Goal of the exercise => Every line below should be repeated exactly.
★ ★ ★ ★ ★ ★ ★
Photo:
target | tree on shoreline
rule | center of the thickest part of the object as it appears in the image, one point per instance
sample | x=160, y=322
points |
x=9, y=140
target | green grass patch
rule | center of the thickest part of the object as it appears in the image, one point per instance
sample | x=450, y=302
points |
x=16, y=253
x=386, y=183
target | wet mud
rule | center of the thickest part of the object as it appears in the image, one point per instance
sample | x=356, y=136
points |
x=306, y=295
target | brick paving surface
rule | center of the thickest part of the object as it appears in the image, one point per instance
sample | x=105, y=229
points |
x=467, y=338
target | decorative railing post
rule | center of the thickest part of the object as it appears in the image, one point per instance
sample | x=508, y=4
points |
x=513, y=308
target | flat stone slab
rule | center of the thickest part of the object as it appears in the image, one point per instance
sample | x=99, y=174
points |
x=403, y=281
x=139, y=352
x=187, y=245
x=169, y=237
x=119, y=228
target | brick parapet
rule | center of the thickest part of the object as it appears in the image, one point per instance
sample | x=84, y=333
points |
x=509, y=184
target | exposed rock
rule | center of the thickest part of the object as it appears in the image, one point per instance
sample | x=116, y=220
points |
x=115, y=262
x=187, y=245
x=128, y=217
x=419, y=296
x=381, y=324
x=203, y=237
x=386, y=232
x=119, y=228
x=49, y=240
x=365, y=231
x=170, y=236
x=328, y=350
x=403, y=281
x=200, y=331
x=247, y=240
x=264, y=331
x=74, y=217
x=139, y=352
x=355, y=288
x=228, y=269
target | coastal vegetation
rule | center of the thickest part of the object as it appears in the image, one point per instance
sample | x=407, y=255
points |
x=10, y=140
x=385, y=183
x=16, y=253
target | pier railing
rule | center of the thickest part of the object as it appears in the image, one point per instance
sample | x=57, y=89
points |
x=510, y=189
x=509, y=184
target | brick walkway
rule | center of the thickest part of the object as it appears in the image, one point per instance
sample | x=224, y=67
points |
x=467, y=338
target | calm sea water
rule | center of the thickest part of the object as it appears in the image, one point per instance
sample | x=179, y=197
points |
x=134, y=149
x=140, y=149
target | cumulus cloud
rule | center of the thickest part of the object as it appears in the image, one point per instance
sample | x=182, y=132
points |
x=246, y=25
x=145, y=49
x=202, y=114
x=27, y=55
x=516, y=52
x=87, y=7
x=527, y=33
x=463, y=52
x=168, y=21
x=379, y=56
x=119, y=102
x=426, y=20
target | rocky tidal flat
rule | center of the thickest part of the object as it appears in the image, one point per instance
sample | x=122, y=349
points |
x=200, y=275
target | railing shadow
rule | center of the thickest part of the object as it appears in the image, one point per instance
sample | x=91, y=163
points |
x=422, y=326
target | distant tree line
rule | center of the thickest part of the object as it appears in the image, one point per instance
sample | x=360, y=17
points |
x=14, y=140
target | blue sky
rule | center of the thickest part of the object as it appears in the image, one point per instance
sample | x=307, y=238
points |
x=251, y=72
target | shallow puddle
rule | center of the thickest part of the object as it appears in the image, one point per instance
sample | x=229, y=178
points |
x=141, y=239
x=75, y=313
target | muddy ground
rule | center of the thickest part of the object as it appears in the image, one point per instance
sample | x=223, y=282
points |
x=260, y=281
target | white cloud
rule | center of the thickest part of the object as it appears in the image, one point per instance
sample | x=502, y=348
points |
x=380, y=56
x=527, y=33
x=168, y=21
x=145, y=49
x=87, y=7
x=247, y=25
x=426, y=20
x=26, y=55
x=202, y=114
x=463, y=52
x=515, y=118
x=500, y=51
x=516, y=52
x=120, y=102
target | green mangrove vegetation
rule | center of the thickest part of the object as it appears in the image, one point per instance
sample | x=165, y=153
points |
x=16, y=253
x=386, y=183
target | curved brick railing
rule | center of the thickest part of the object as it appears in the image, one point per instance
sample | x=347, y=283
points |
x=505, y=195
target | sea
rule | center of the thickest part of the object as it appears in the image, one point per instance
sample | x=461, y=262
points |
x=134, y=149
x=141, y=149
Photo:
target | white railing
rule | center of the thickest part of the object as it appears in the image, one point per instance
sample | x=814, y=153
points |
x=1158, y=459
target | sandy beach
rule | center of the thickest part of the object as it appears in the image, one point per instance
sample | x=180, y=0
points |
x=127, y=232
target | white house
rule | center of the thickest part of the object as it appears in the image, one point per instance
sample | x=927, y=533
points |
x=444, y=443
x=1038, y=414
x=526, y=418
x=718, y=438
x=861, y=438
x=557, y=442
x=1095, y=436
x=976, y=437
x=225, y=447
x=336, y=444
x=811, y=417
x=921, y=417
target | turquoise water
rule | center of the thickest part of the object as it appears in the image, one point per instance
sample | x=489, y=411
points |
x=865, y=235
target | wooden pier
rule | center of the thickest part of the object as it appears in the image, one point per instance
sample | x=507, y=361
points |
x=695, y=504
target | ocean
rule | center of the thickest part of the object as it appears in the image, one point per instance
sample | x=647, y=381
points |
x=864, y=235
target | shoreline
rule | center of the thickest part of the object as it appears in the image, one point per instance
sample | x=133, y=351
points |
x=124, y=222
★ ★ ★ ★ ★ ★ ★
Completed exercise =>
Photo:
target | tree on shoreline
rule | center of the thickest part of the object as it appears in the image, one point per instance
sample | x=160, y=322
points |
x=9, y=140
target | green grass patch
rule | center of the thickest part of the object as it appears in the image, one point per instance
sample | x=450, y=302
points |
x=16, y=253
x=386, y=183
target | wet mud
rule | center of the thickest part of the object as it appears in the image, one point per instance
sample | x=356, y=136
points |
x=306, y=295
target | brick paving surface
rule | center of the thickest part of the object as it appears in the image, one point per instance
sample | x=105, y=229
points |
x=467, y=338
target | decorative railing post
rule | center of the thickest part of the object as it appears in the image, one point per instance
sample | x=508, y=4
points |
x=513, y=308
target | flat stone slab
rule | center of the thickest part of the object as it appears in the image, one point per instance
sample | x=99, y=174
points |
x=403, y=281
x=139, y=352
x=187, y=245
x=169, y=237
x=119, y=228
target | brick parapet
rule | center of the thickest part of the object as it appears in the image, one point per instance
sample | x=84, y=333
points |
x=509, y=184
target | exposed rock
rule | center of the thickest part of the object as it appears in the image, one point per instance
sample | x=116, y=220
points |
x=115, y=262
x=187, y=245
x=128, y=217
x=419, y=296
x=381, y=324
x=203, y=237
x=386, y=232
x=119, y=228
x=49, y=240
x=365, y=231
x=170, y=236
x=328, y=350
x=403, y=281
x=200, y=331
x=247, y=240
x=264, y=331
x=74, y=217
x=139, y=352
x=355, y=288
x=228, y=269
target | coastal vegetation
rule | center of the thickest part of the object as it appears in the image, one point per instance
sample | x=407, y=255
points |
x=10, y=140
x=385, y=183
x=16, y=253
target | pier railing
rule | center of the thickest part of the object as it appears in the image, one point per instance
sample | x=57, y=89
points |
x=510, y=189
x=509, y=184
target | brick walkway
rule | center of the thickest part of the object as it appears in the image, one point per instance
sample | x=224, y=67
points |
x=467, y=338
target | calm sea water
rule | center of the thickest part of the object as it appears in the image, one point per instance
sample | x=179, y=197
points |
x=134, y=149
x=140, y=149
target | cumulus cloud
rule | center of the thickest part of the object as it appears in the image, one point per instance
sample | x=182, y=132
points |
x=246, y=25
x=145, y=49
x=202, y=114
x=27, y=55
x=516, y=52
x=87, y=7
x=527, y=33
x=463, y=52
x=168, y=21
x=379, y=56
x=119, y=102
x=426, y=20
target | rocky tidal flat
rule | center of the thickest part of the object as it appears in the image, one point per instance
sample | x=122, y=349
points |
x=200, y=275
target | railing shadow
rule | center of the thickest part of the object as it appears in the image, one point per instance
sample | x=91, y=163
points |
x=422, y=326
target | distant tree line
rule | center of the thickest part of the object as it appears in the image, one point per instance
sample | x=360, y=17
points |
x=14, y=140
target | blue sky
rule | center of the thickest part of the object as it appears in the image, one point per instance
sample | x=307, y=238
points |
x=251, y=72
target | shallow puddle
rule | center of the thickest part of the object as it appears in the image, one point per instance
sample | x=229, y=178
points |
x=141, y=239
x=75, y=313
target | muddy ground
rule | center of the thickest part of the object as it appears in the image, one point per instance
sample | x=223, y=282
points |
x=260, y=281
target | white cloud
rule | center of the thickest part of the object as it appears in the image, one point per instance
sample | x=502, y=348
points |
x=380, y=56
x=527, y=33
x=168, y=21
x=145, y=49
x=87, y=7
x=247, y=25
x=426, y=20
x=26, y=55
x=202, y=114
x=463, y=52
x=515, y=118
x=500, y=51
x=516, y=52
x=120, y=102
target | green mangrove vegetation
rule | center of the thickest part of the object as it appears in the image, one point per instance
sample | x=165, y=153
points |
x=16, y=253
x=386, y=183
target | curved brick railing
rule | center of the thickest part of the object as it appears in the image, one point per instance
sample | x=347, y=283
points |
x=505, y=195
target | sea
rule | center of the thickest part of the object as it appears in the image, one point per instance
sample | x=461, y=262
points |
x=134, y=149
x=141, y=149
Photo:
target | white railing
rule | center of the thickest part of the object as it appears in the image, one point per instance
sample | x=814, y=153
points |
x=1158, y=459
target | sandy beach
rule | center of the thickest part of the object as it appears in the image, one point per instance
sample | x=180, y=0
points |
x=127, y=232
target | white house
rule | center of the thickest part of the object as it appears in the image, one point per instance
sample | x=927, y=533
points |
x=444, y=443
x=1038, y=414
x=526, y=418
x=718, y=438
x=861, y=438
x=557, y=442
x=1095, y=436
x=976, y=437
x=225, y=447
x=336, y=444
x=811, y=417
x=921, y=417
target | turquoise water
rule | center of the thickest part of the object as it appears in the image, one point per instance
sample | x=489, y=411
points |
x=865, y=235
target | wooden pier
rule | center of the thickest part of the object as it appears in the image, one point per instance
sample | x=507, y=361
points |
x=695, y=504
target | ocean
rule | center of the thickest part of the object as it appears in the image, one point per instance
sample | x=647, y=381
points |
x=864, y=235
target | shoreline
rule | center of the thickest part of the object as it appears in the image, one point per instance
sample | x=133, y=351
points |
x=124, y=222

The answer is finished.